### YOUR INSTRUCTIONS:
List every person named in the interview excerpt below within the answers themselves, not as speakers.

### SELECTED EXCERPT:
NUMÉRO: What’s your background? How did the context you were raised in influence you?
OAN DIDION: “It is a difficult point to admit. We are brought up in the ethic that others, any others, all others, are by definition more interesting than ourselves; taught to be diffident, just this side of self-effacing. (‘You’re the least important person in the room and don’t forget it,’ Jessica Mitford’s governess would hiss in her ear on the advent of any social occasion; I copied that into my notebook because it is only recently that I have been able to enter a room without hearing some such phrase in my inner ear.) Only the very young and the very old may recount their dreams at breakfast, dwell upon self, interrupt with memories of beach picnics and favourite Liberty lawn dresses and the rainbow trout in a creek near Colorado Springs. The rest of us are expected, rightly, to affect absorption in other people’s favourite dresses, other people’s trout.”
Do you remember your first encounter with art? What made you want to become an artist?
HENRI MATISSE: “From the moment I held the box of colours in my hands, I knew this was my life. I threw myself into it like a beast that plunges towards the thing it loves.”
DAVID HAMMONDS: “I was born into it. That’s why I didn’t even take it in school. All of these liberal arts schools kicked me out, they told me I had to go to trade school. One day I said, ‘Well, I’m getting too old to run away from this gift,’ so I decided to go on and deal with it. But I’ve always been enraged with art because it was never that important to me. We used to cuss people out: people who bought our work, dealers etc., because that part of being an artist was always a joke to us. But, like someone told me, ‘Art is an old man’s game, it’s not a young man’s profession.’ Most people can’t deal with all the loneliness of it. That’s what I loved about California though. These cats would be in their 60s, hadn’t had a show in 20 years, didn’t want a show, painted every day, outrageous stamina. They were like poets, you know, hated everything walking, mad, evil; wouldn’t talk to people because they didn’t like the way they looked. Outrageously rude to anybody, they didn’t care how much money that person had. Those are the kind of people I was influenced by as a young artist. Cats like Noah Purifoy and Roland Welton. When I came to New York, I didn’t see any of that. Everybody was just grovelling and tomming, anything, to be in the room with somebody with some money. There were no bad guys here, so I said, ‘Let me be a bad guy,’ or play with the bad areas and see what happens.”

### INFORMATION PROVIDED:
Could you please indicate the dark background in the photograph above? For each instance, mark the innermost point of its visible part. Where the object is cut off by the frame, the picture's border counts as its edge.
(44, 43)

### WORKED ANSWER:
Jessica Mitford
Noah Purifoy
Roland Welton